• _PROBLEM DESCRIPTION_
Your response should reproduce every line of the entries that contains the word "stone".

• _RECORDS SUPPLIED_
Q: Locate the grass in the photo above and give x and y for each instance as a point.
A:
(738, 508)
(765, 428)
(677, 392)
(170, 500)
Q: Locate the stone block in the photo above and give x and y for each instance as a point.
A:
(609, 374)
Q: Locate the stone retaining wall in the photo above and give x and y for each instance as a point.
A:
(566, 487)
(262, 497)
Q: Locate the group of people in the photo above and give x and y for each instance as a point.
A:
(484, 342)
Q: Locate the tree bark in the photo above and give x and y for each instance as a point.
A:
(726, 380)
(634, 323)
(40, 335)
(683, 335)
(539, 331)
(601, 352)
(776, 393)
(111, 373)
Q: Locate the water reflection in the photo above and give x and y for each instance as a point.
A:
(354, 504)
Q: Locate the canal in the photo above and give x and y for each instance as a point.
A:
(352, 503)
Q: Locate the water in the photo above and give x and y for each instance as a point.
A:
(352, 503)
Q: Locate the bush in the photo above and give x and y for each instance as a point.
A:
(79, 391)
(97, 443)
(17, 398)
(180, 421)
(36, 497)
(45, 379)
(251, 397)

==

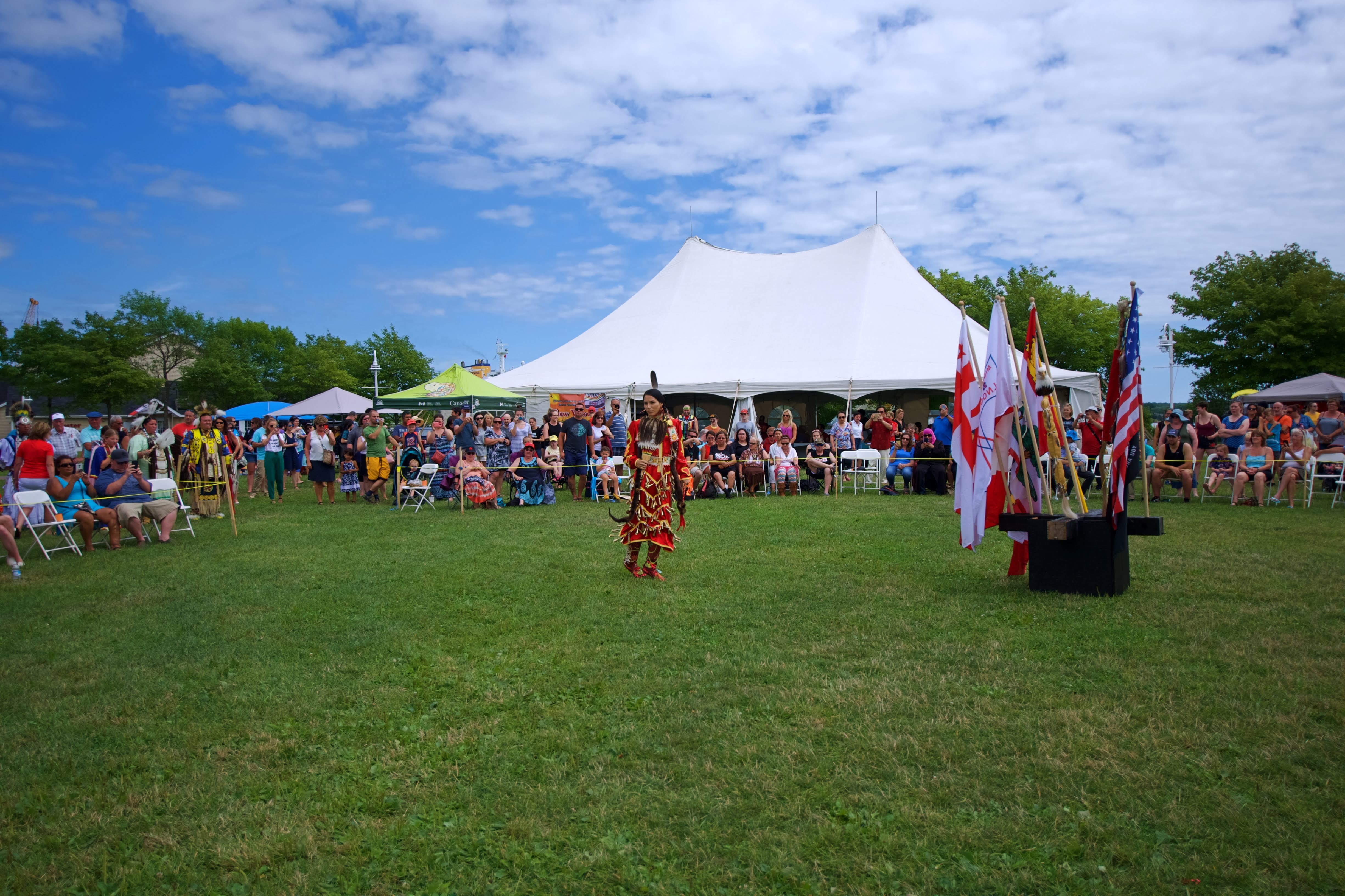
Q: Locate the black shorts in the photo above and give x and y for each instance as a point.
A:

* * *

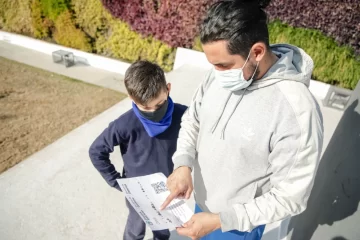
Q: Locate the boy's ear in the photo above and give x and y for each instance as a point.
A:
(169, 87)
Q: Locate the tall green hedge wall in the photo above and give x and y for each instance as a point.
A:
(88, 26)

• _WRITTEN ANSWER_
Q: Locate the stone block in the photo above and give x and y for each instance as a point.
Q: Locate the stone retaining wall in the photo above and give x and y for each instance as a point.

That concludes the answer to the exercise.